▸ PROBLEM TO SOLVE: Write out all of the listing exactly. Add nothing to it.

▸ MATERIAL PROVIDED:
=== Begin Enclosure ===

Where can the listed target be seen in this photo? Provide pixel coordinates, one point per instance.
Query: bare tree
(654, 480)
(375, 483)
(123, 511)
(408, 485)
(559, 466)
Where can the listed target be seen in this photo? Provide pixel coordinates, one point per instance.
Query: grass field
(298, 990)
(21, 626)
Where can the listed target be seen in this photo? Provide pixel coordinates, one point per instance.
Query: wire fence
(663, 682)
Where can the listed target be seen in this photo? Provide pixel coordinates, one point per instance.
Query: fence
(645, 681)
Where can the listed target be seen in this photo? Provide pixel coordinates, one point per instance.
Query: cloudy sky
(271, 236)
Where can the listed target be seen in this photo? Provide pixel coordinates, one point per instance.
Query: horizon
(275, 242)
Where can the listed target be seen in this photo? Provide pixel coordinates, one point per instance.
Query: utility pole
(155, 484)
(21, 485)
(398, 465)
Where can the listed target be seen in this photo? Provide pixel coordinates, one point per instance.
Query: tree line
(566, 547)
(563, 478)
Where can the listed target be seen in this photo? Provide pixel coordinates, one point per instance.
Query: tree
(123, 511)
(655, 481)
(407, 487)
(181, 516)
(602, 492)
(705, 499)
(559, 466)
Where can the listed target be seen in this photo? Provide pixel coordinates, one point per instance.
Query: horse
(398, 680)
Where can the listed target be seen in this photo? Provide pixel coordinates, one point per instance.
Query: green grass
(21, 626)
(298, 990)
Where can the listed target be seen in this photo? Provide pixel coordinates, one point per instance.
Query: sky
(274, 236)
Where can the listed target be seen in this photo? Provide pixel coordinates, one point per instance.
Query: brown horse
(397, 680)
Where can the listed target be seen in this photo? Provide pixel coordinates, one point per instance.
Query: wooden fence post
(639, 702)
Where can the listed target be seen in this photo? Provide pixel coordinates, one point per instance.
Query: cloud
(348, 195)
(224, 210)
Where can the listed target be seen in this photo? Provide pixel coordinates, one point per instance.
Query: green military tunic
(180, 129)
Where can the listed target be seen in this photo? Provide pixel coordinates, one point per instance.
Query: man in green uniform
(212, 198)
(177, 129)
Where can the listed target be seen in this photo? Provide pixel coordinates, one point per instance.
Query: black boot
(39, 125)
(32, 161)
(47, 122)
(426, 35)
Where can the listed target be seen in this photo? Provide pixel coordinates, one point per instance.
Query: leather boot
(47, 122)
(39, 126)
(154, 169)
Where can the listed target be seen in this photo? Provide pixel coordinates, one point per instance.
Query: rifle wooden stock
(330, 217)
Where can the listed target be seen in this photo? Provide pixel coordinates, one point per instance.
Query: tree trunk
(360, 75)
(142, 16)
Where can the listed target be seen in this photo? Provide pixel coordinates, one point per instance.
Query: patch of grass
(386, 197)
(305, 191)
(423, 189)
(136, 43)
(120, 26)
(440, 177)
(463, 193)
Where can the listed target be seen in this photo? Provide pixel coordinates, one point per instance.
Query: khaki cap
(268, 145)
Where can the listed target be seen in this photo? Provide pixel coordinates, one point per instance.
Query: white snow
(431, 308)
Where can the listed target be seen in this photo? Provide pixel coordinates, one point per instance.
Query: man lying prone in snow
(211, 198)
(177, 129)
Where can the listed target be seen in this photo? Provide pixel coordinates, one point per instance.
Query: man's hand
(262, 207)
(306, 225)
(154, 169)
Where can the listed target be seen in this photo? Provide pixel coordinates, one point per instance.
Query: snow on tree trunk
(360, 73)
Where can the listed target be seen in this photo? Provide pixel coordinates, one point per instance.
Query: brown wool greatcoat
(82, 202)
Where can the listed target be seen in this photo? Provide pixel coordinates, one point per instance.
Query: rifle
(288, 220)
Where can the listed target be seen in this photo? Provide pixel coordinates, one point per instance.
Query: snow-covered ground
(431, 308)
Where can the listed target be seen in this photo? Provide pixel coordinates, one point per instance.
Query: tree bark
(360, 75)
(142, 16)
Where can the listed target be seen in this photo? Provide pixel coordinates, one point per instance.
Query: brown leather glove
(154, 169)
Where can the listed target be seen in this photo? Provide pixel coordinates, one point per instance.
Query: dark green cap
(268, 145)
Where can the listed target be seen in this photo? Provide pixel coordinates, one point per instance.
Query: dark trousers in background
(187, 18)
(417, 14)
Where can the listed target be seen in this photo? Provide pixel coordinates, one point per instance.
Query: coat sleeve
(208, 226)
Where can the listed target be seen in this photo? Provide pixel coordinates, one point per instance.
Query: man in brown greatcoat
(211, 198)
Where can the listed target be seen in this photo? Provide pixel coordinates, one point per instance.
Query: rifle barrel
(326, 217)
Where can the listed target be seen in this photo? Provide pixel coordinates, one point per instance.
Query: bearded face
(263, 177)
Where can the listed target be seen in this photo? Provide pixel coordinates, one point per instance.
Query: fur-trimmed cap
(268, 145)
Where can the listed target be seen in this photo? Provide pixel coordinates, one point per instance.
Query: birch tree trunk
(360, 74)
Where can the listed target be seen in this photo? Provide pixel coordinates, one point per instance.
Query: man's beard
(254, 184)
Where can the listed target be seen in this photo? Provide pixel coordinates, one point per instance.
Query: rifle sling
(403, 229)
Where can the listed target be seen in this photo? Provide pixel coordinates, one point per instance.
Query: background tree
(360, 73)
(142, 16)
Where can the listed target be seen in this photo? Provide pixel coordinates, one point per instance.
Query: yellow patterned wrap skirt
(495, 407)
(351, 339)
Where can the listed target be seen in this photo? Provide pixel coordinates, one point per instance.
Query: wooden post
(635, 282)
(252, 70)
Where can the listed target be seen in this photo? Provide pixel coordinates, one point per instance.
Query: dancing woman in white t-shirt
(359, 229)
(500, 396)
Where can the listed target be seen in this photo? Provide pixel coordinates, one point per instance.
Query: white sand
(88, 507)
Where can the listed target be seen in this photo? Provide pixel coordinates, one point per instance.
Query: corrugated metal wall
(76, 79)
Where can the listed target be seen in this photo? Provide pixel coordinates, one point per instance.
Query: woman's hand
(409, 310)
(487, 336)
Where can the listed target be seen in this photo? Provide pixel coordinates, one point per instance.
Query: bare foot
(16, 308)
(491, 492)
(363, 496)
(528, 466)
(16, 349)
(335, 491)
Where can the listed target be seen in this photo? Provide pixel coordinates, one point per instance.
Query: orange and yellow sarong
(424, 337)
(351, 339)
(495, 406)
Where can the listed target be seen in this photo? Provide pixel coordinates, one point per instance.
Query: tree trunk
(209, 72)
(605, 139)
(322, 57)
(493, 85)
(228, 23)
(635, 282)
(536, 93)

=== End Enclosure ===

▸ OUTPUT BELOW:
Where can the listed target be seen in this photo? Provide pixel coordinates, one point per instance.
Query: bare tree
(654, 480)
(375, 483)
(123, 511)
(408, 485)
(559, 466)
Where can the listed target be seen in this photo? Provide pixel coordinates, one point per instance.
Query: grass field
(298, 990)
(21, 626)
Where can the listed target be seen in this photo? Provide pixel coordinates, one point per instance.
Query: wire fence
(663, 682)
Where can the listed target be seen in this photo? Provide pixel coordinates, one point per instance.
Query: fence
(645, 681)
Where can the listed target be seen in this photo? Provide pixel coordinates, one point per instance.
Query: cloudy sky
(271, 236)
Where can the listed target be seen in this photo? Provide pixel coordinates, one point per instance.
Query: horizon
(275, 242)
Where can the listed target be seen in this photo? Provide pixel coordinates, one point per instance.
Query: utility pole
(155, 484)
(21, 485)
(398, 465)
Where can the listed target be seen in this photo? Provide pixel coordinates, one point per instance.
Query: tree line
(566, 547)
(563, 478)
Where can the listed target be seen in this photo? Provide pixel coordinates, one point per instance.
Query: tree
(123, 511)
(655, 481)
(407, 487)
(181, 516)
(602, 492)
(705, 499)
(559, 466)
Where can the listed target be seen in this photo? Provide pixel coordinates, one point per instance.
Query: horse
(398, 680)
Where can the listed target be seen in this photo? Provide pixel coordinates, one point per instance.
Query: green grass
(21, 626)
(298, 990)
Where can the listed target be seen in this photo? Provide pixel coordinates, one point per instance.
Query: sky
(274, 236)
Where can the listed target be seen in this photo? Provide pixel coordinates, one point per instance.
Query: brown horse
(397, 680)
Where can the listed target be seen in this photo? Provide pixel coordinates, one point per instance.
Query: wooden fence post
(639, 702)
Where can the listed target be seen in this photo? Provide pixel coordinates, one point per instance.
Query: cloud
(348, 195)
(224, 210)
Where can the listed target be seen in this photo? Provide pixel coordinates, one point per instance.
Query: green military tunic
(180, 129)
Where can the listed target be seen in this photo? Provide pixel coordinates, one point per instance.
Query: man in green uniform
(212, 198)
(177, 129)
Where can the listed target be seen in this photo? Provide pixel coordinates, one point per instance.
Query: black boot
(39, 125)
(32, 161)
(47, 122)
(426, 35)
Where can the listed target be seen in this photo? Provide pixel coordinates, one point per instance.
Query: leather boot
(47, 122)
(39, 126)
(154, 169)
Where can the listed target be seen in this photo? Provide pixel coordinates, one point per instance.
Query: rifle wooden stock
(330, 217)
Where can the listed target be seen in this photo? Provide pixel coordinates, one point per instance.
Query: tree trunk
(360, 75)
(142, 16)
Where can the listed target be seen in this photo? Provide pixel coordinates, one point per instance.
Query: patch of grass
(386, 197)
(305, 191)
(423, 189)
(136, 43)
(120, 26)
(440, 177)
(463, 193)
Where can the listed target be seen in this photo? Provide pixel coordinates, one point per instance.
Query: khaki cap
(268, 145)
Where can the listed target be seen in this photo? Provide pixel coordinates, one point per instance.
Query: white snow
(431, 308)
Where can the listed target be seen in this photo? Provide pixel coordinates, one point per instance.
Query: man lying prone in snow
(211, 198)
(177, 129)
Where can the listed target be seen in this photo? Provide pixel coordinates, one point per instance.
Query: man's hand
(262, 207)
(306, 225)
(154, 169)
Where can the listed target be seen in this photo? Provide pixel coordinates, one point per instance.
Query: snow on tree trunk
(360, 73)
Where can the listed target be seen in this photo? Provide pixel coordinates, one point per instance.
Query: brown wool greatcoat
(82, 202)
Where can the listed target be seen in this photo? Provide pixel coordinates, one point per instance.
Query: rifle
(288, 220)
Where can the listed target be seen in this photo? Provide pixel coordinates, one point per instance.
Query: snow-covered ground
(431, 308)
Where can the listed target be seen in this photo? Provide pixel coordinates, one point per instance.
Query: tree bark
(360, 75)
(142, 16)
Where can the listed target be seen in this photo? Provide pixel coordinates, one point per instance.
Query: brown leather glove
(154, 169)
Where can the listed target be seen in this photo? Provide pixel coordinates, one point per instance.
Query: dark green cap
(268, 145)
Where can the listed target be seen in this photo? Provide pixel coordinates, one point per instance.
Query: dark trousers in background
(187, 18)
(417, 14)
Where can the listed target be seen in this photo? Provide pixel coordinates, one point per instance.
Query: coat sleeve
(208, 226)
Where can the listed target be seen in this photo? Provide pixel coordinates, one point per instance.
Query: man in brown greatcoat
(211, 198)
Where can the listed target be seen in this photo? Provide pixel coordinates, one point per instance.
Query: rifle barrel
(326, 217)
Where can the listed target be seen in this photo? Provide pixel coordinates, one point per instance.
Query: bearded face
(263, 177)
Where can the listed target be seen in this photo? Provide pixel coordinates, one point per instance.
Query: fur-trimmed cap
(268, 145)
Where can the listed target be seen in this photo? Provide pixel coordinates, one point per instance.
Query: birch tree trunk
(360, 74)
Where can the listed target be seen in this photo? Provide pixel coordinates, one point per instance.
Query: man's beard
(254, 184)
Where can the listed target be seen in this photo? Provide pixel coordinates, one point per instance.
Query: rifle sling
(403, 229)
Where can the listed target be seen in this photo? Provide pixel coordinates, one point per instance.
Query: background tree
(360, 73)
(142, 16)
Where can the listed target be seen in this photo? Provide pixel coordinates, one point per instance.
Query: yellow patterned wrap skirt
(495, 407)
(351, 339)
Where can the listed target be seen in this photo? Provide pixel coordinates, one point per instance.
Query: wooden post
(635, 282)
(252, 70)
Where can the listed target be seen in this photo? Provide pixel coordinates, one point per instance.
Query: dancing woman in white t-shirt
(359, 229)
(500, 396)
Where can the listed target be seen in this photo? Provide pixel coordinates, one point per instance.
Query: white sand
(88, 507)
Where can the listed target be seen in this photo? Provide pixel coordinates, one point per instance.
Query: corrugated metal wall
(76, 79)
Where can the listed target be seen in this photo? Provide pixel coordinates, one point per instance.
Query: woman's hand
(409, 310)
(487, 336)
Where can the listed target be seen in this photo? Provide pixel coordinates, one point per instance.
Query: bare foot
(16, 308)
(491, 492)
(363, 496)
(528, 466)
(16, 349)
(335, 491)
Where can the listed target be seen in this photo? Provide pixel coordinates, one point per instance.
Query: orange and yellow sarong
(424, 337)
(351, 339)
(495, 406)
Where can the listed target be seen in this photo? Provide pixel coordinates, one point per instance.
Query: tree trunk
(209, 72)
(605, 139)
(322, 57)
(493, 85)
(228, 23)
(635, 282)
(536, 93)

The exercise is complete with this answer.